*Textausschnitt*.
Hiermit kannst du einen Pfad wie C:\ORDNER1\ORDNER2\ validieren.

Aber wäre es nicht, wenn du einen Installer programmierst, per Knopfdruck einen JFileChooser zu öffnen, dessen Auswahl du in ein nicht-editierbares Textfeld einfügst? Dann hast du doch auf jeden Fall einen korrekten Pfad...


----------



## kasi1983 (17. Jun 2006)

Hallo,

Zunächst mal danke  
Also ich hatte mir das so gedacht, dass ich einen Standard-Pfad vorgebe. Sowas wie "C:\Programme\hierher". Daneben habe ich bereits einen Filechooser, mit dem man Verzeichnisse auswählen kann, wenn man will.

*Arbeitsdaten*.
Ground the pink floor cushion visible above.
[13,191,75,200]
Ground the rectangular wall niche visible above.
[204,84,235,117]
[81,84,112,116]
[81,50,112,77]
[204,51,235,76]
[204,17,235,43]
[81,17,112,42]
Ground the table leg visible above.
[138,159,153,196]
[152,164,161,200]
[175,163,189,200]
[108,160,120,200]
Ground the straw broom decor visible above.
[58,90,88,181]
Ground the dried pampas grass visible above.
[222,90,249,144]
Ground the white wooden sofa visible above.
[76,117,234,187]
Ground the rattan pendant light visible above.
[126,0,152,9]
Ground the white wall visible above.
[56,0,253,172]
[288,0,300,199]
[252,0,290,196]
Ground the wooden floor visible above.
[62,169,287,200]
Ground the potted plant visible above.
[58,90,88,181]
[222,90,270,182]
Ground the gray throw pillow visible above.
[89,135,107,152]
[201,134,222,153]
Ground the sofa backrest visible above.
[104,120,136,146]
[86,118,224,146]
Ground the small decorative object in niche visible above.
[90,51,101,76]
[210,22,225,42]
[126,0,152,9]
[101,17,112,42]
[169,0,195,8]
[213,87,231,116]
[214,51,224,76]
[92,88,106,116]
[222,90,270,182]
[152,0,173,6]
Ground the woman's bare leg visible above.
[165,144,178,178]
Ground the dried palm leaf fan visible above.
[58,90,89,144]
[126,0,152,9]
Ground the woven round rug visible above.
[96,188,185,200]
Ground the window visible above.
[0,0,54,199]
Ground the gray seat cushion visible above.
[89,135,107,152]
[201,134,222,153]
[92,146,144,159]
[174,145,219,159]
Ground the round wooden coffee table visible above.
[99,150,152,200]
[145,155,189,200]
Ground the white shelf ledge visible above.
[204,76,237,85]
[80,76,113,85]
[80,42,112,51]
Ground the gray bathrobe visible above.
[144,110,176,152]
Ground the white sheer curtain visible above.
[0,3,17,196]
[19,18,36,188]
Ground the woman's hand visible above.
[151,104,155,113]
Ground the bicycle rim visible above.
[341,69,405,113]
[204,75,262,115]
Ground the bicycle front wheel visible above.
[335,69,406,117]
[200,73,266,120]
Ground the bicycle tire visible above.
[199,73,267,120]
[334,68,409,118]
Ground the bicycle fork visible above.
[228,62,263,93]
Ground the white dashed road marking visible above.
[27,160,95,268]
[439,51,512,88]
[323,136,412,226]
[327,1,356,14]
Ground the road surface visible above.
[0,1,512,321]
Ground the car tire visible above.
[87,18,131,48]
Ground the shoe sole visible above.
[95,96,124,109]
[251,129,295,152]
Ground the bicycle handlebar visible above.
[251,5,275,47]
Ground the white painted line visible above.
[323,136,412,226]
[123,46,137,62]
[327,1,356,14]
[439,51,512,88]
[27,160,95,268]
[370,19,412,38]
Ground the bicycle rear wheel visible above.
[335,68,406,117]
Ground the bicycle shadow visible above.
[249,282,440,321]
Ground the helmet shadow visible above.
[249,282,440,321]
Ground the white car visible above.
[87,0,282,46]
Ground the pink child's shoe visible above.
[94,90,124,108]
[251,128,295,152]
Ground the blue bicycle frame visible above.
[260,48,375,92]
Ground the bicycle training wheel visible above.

*Arbeitsauftrag 1*. Ordne die Zeilen der Auflistung von der Zeile mit „Ground the bicycle fork visible above.“ bis zur Zeile mit „[260,48,375,92]“ als Markdown-Tabelle mit den Spalten „Nr“ und „Zeile“ an, wobei Leerzeilen entfallen.
*Arbeitsauftrag 2*. Nimm den Forumsbeitrag über die Auswahl eines Installationspfads dort auf, wo er endet, und schreibe ihn weiter.

*Schriftliche Antwort 1*.
| Nr | Zeile |
|---|---|
| 1 | Ground the bicycle fork visible above. |
| 2 | [228,62,263,93] |
| 3 | Ground the white dashed road marking visible above. |
| 4 | [27,160,95,268] |
| 5 | [439,51,512,88] |
| 6 | [323,136,412,226] |
| 7 | [327,1,356,14] |
| 8 | Ground the road surface visible above. |
| 9 | [0,1,512,321] |
| 10 | Ground the car tire visible above. |
| 11 | [87,18,131,48] |
| 12 | Ground the shoe sole visible above. |
| 13 | [95,96,124,109] |
| 14 | [251,129,295,152] |
| 15 | Ground the bicycle handlebar visible above. |
| 16 | [251,5,275,47] |
| 17 | Ground the white painted line visible above. |
| 18 | [323,136,412,226] |
| 19 | [123,46,137,62] |
| 20 | [327,1,356,14] |
| 21 | [439,51,512,88] |
| 22 | [27,160,95,268] |
| 23 | [370,19,412,38] |
| 24 | Ground the bicycle rear wheel visible above. |
| 25 | [335,68,406,117] |
| 26 | Ground the bicycle shadow visible above. |
| 27 | [249,282,440,321] |
| 28 | Ground the helmet shadow visible above. |
| 29 | [249,282,440,321] |
| 30 | Ground the white car visible above. |
| 31 | [87,0,282,46] |
| 32 | Ground the pink child's shoe visible above. |
| 33 | [94,90,124,108] |
| 34 | [251,128,295,152] |
| 35 | Ground the blue bicycle frame visible above. |
| 36 | [260,48,375,92] |

*Schriftliche Antwort 2*.
Ich möchte halt gerne, dass man das Verzeichnis manuell ändern kann, wenn einem z.B. der Name einfach nicht taugt, also z.B. einfach ein "c:\Programme\hier" drauß machen, ohne den Umweg über den Filechooser (den ich noch nie bei einer Installation verwendet habe...)
Vielleicht bin ich auch einfach zu perfektionistisch, aber irgendwie sollte das schon zu machen sein. Werde mit Deinem Ausdruck aber noch etwas weiterexperimentieren, danke.

Gruß,
Kerstin


----------



## kasi1983 (17. Jun 2006)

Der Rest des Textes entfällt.